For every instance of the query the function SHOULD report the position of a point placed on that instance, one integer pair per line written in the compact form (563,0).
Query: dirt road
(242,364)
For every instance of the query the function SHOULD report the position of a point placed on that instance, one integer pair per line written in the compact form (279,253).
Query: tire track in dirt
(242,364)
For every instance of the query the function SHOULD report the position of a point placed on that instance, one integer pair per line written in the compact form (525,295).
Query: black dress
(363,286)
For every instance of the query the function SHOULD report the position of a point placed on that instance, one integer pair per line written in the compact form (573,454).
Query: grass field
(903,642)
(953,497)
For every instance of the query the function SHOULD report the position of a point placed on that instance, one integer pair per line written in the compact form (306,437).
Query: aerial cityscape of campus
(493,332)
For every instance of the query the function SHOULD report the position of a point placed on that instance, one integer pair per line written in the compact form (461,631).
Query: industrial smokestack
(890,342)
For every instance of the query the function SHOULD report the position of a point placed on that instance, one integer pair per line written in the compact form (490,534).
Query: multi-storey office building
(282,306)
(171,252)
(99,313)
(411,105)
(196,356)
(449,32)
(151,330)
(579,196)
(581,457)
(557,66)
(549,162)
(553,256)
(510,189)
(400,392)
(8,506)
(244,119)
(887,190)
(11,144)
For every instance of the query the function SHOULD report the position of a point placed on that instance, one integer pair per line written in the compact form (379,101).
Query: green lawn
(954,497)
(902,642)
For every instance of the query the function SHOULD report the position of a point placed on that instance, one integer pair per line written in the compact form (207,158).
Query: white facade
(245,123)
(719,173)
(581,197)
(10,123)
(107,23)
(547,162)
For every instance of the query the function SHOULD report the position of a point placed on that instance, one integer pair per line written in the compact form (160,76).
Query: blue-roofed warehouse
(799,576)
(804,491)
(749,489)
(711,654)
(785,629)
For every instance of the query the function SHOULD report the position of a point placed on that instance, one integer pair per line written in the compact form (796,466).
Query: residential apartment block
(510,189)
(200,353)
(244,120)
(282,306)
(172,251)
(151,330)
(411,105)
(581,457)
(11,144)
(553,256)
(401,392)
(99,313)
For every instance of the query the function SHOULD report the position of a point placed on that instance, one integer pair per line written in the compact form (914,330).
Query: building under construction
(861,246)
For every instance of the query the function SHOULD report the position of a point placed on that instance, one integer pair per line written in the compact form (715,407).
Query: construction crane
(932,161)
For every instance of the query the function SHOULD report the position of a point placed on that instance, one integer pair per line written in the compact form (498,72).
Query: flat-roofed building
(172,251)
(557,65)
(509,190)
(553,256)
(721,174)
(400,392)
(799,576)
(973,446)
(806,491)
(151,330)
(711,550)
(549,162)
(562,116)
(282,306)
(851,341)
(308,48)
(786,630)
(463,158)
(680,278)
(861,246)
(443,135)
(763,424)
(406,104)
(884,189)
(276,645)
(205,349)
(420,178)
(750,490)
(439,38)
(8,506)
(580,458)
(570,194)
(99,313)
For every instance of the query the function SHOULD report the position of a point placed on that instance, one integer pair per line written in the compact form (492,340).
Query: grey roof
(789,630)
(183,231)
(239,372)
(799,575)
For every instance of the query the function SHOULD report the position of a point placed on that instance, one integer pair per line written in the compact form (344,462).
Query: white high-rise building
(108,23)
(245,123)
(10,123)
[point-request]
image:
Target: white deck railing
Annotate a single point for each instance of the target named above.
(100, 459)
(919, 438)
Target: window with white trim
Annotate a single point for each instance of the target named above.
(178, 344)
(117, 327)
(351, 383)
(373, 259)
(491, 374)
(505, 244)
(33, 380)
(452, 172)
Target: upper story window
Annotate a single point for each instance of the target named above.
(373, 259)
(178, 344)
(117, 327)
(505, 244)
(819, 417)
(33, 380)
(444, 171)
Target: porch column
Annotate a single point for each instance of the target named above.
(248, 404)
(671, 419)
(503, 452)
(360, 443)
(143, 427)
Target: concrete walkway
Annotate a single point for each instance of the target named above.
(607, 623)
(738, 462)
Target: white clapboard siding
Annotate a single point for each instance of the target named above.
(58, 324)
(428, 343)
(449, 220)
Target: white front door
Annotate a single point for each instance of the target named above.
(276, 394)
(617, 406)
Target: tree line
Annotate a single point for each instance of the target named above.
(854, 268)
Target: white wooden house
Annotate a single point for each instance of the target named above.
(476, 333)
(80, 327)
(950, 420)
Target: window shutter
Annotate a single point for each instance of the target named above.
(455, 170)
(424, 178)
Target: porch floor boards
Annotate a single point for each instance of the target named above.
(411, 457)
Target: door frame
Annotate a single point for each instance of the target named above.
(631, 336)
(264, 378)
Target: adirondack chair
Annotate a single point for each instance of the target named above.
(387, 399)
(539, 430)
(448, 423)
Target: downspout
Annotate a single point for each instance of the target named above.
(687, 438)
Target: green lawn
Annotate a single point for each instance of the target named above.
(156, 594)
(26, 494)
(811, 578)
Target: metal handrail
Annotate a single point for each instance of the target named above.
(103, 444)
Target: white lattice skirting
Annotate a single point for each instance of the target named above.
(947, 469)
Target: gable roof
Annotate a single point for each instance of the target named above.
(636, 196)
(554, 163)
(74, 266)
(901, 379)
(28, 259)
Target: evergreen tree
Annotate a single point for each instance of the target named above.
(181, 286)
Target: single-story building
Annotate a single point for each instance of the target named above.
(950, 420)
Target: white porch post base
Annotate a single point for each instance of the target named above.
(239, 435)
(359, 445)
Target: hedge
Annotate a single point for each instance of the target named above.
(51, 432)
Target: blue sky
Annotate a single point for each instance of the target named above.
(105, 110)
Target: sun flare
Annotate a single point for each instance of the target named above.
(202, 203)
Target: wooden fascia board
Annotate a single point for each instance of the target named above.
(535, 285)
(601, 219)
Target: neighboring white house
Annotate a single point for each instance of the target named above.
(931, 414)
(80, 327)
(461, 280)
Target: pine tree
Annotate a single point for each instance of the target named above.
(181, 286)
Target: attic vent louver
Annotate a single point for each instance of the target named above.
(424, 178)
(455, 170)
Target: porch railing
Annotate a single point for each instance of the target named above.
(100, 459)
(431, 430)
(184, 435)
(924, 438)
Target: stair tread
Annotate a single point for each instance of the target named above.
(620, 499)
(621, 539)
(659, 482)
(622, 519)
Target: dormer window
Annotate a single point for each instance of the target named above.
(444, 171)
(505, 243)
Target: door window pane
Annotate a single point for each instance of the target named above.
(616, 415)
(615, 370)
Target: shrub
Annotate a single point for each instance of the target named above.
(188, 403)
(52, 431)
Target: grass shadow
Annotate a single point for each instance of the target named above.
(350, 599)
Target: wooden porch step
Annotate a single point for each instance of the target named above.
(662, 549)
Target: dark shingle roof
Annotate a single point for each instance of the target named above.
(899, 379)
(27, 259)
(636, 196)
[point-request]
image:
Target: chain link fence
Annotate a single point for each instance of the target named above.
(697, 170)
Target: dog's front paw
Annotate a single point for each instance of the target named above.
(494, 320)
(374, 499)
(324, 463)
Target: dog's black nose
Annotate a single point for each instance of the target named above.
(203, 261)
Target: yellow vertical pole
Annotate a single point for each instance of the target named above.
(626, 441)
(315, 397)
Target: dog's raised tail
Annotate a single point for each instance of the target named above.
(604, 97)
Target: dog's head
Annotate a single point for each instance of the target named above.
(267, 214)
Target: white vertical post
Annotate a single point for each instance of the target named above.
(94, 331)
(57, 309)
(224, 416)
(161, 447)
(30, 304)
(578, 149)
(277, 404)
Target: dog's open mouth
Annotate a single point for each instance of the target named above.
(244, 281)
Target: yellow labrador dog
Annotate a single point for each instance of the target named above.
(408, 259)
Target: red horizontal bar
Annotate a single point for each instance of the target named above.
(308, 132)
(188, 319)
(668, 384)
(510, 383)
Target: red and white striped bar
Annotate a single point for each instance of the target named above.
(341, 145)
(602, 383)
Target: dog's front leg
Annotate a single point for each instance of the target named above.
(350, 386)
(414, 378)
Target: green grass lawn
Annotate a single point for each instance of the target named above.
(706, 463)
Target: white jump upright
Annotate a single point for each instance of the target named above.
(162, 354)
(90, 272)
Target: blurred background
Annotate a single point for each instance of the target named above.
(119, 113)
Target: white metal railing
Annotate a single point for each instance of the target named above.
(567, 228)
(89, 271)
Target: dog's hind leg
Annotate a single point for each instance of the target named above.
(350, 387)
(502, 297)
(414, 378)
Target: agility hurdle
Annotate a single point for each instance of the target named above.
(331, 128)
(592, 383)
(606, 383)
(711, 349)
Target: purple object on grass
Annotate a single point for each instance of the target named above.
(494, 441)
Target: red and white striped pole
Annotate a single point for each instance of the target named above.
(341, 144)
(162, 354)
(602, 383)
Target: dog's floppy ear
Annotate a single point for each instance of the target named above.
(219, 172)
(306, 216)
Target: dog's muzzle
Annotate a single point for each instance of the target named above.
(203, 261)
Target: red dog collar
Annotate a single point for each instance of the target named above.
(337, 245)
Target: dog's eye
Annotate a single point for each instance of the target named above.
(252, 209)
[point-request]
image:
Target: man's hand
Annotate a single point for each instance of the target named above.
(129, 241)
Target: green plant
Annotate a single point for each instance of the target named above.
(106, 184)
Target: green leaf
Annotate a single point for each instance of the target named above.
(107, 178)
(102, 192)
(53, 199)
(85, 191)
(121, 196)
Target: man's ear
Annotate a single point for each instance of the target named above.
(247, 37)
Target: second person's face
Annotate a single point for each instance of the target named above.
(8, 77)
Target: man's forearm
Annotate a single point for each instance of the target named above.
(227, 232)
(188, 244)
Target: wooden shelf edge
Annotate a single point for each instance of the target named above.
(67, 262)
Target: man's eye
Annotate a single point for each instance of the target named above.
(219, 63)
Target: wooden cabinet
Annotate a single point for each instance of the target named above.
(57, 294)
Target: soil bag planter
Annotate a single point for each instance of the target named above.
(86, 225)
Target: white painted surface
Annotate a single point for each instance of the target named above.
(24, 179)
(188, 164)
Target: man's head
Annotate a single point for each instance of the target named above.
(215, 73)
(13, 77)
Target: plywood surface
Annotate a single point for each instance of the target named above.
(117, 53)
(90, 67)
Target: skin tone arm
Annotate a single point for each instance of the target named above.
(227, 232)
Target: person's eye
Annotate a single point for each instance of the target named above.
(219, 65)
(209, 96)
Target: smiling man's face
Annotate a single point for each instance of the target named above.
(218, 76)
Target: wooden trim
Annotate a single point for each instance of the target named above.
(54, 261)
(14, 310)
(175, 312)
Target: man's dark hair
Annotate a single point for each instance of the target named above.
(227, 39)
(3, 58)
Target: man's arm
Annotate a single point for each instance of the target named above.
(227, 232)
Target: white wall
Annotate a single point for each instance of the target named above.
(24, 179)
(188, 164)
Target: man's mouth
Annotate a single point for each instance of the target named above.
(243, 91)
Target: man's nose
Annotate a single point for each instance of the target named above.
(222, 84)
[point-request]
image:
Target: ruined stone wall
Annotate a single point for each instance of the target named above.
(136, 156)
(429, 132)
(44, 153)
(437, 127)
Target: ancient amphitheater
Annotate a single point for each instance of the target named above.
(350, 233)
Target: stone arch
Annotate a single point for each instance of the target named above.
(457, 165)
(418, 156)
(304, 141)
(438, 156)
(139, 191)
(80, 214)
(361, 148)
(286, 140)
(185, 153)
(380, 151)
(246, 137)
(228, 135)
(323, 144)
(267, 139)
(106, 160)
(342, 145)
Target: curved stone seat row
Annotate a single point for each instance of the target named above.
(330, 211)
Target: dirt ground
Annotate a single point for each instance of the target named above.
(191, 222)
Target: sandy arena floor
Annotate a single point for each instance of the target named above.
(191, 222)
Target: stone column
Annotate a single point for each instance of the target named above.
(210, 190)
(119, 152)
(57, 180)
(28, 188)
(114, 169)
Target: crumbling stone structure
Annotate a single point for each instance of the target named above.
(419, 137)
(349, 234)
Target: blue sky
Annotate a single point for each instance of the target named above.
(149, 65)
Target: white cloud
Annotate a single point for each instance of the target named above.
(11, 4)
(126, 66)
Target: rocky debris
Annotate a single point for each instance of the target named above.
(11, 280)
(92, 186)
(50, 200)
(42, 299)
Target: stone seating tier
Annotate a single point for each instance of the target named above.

_ _ _ _

Task to carry out —
Find "Target: dog's head" in the entries above and copy that whole line exactly, then each line after it through the line that contains "Target: white vertical post".

Output of the exercise —
Target: dog's head
Annotate a single point for each instance of the target named above.
(267, 214)
Target: white vertical post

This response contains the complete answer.